**Exercise input**:
+ + +

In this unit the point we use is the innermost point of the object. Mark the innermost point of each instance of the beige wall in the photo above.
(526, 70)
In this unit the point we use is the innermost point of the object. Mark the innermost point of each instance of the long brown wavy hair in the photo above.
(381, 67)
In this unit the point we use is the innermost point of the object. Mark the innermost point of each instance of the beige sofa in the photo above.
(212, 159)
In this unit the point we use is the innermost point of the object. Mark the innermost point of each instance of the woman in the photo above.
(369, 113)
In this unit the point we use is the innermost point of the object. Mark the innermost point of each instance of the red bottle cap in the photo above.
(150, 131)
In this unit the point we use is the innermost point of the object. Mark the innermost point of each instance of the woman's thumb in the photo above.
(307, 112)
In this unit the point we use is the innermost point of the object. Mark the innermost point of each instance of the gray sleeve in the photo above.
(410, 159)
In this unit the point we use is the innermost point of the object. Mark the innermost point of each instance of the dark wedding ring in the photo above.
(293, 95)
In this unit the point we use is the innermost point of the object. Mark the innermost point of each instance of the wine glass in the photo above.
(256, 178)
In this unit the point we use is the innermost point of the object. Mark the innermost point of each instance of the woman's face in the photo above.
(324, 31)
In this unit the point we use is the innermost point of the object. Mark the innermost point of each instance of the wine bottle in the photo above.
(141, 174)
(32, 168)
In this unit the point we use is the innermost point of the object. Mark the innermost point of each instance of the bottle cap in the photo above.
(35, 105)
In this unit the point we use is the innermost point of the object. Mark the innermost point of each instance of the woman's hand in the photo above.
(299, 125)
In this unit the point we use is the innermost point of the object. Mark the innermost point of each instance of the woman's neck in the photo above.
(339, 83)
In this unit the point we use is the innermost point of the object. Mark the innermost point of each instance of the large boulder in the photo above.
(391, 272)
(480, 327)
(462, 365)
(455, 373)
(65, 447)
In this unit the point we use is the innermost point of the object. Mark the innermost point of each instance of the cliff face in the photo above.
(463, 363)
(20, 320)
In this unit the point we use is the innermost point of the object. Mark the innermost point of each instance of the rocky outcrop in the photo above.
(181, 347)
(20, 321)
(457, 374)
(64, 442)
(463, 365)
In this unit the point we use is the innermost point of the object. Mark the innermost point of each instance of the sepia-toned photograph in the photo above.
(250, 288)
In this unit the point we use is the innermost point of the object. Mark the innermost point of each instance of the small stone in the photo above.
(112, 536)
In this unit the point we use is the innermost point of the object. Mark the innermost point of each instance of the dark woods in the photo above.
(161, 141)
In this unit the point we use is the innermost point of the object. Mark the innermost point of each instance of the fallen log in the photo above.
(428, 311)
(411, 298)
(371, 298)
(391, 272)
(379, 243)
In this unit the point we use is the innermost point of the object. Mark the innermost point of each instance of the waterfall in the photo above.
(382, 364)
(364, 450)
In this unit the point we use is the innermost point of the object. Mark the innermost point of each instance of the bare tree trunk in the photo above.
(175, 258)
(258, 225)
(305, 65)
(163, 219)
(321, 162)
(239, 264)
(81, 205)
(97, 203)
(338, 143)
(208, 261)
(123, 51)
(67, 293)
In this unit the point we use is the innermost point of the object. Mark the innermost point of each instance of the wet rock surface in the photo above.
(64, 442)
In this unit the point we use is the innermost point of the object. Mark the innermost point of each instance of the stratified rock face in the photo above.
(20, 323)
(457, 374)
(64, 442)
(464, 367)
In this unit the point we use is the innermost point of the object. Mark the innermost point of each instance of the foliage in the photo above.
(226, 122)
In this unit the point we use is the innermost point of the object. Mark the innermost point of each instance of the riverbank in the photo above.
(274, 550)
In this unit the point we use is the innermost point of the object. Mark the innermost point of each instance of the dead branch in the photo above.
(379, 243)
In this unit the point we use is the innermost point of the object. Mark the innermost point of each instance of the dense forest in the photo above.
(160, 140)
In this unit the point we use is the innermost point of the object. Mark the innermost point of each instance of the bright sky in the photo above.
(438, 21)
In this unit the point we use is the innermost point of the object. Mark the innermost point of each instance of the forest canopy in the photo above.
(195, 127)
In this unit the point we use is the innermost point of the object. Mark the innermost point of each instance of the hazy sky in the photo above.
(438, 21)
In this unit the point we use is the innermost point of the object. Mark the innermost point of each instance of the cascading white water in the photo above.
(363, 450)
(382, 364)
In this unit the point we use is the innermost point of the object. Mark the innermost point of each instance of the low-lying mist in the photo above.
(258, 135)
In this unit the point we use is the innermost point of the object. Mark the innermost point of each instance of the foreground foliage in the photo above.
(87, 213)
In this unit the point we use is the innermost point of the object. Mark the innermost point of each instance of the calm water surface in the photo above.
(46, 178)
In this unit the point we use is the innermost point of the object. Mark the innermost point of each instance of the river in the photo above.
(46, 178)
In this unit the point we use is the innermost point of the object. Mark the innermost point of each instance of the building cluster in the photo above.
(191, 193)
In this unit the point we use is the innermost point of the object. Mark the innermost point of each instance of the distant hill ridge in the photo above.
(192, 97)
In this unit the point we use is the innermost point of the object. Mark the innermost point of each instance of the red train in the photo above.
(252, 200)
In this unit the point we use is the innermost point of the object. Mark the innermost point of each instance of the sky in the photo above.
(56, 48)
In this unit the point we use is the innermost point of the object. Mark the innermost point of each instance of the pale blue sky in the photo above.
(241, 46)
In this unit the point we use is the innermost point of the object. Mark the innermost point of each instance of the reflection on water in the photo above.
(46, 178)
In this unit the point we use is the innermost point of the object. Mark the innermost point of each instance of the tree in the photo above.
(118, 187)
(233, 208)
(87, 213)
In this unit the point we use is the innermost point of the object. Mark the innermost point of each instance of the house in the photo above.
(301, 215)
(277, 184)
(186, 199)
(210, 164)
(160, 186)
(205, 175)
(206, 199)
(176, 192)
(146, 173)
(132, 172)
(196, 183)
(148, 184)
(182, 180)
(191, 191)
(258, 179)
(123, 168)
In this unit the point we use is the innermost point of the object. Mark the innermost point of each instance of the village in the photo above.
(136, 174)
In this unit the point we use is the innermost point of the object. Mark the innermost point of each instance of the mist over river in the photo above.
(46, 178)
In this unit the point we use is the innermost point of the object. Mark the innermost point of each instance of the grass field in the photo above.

+ + +

**Short task**:
Express everything from the line containing "village in the photo above." down to the end of the data above as a JSON list of strings, one string per line, with blank lines left out.

**Response**:
[
  "In this unit the point we use is the innermost point of the object. Mark the innermost point of each instance of the village in the photo above.",
  "(136, 174)",
  "In this unit the point we use is the innermost point of the object. Mark the innermost point of each instance of the mist over river in the photo above.",
  "(46, 178)",
  "In this unit the point we use is the innermost point of the object. Mark the innermost point of each instance of the grass field in the photo above."
]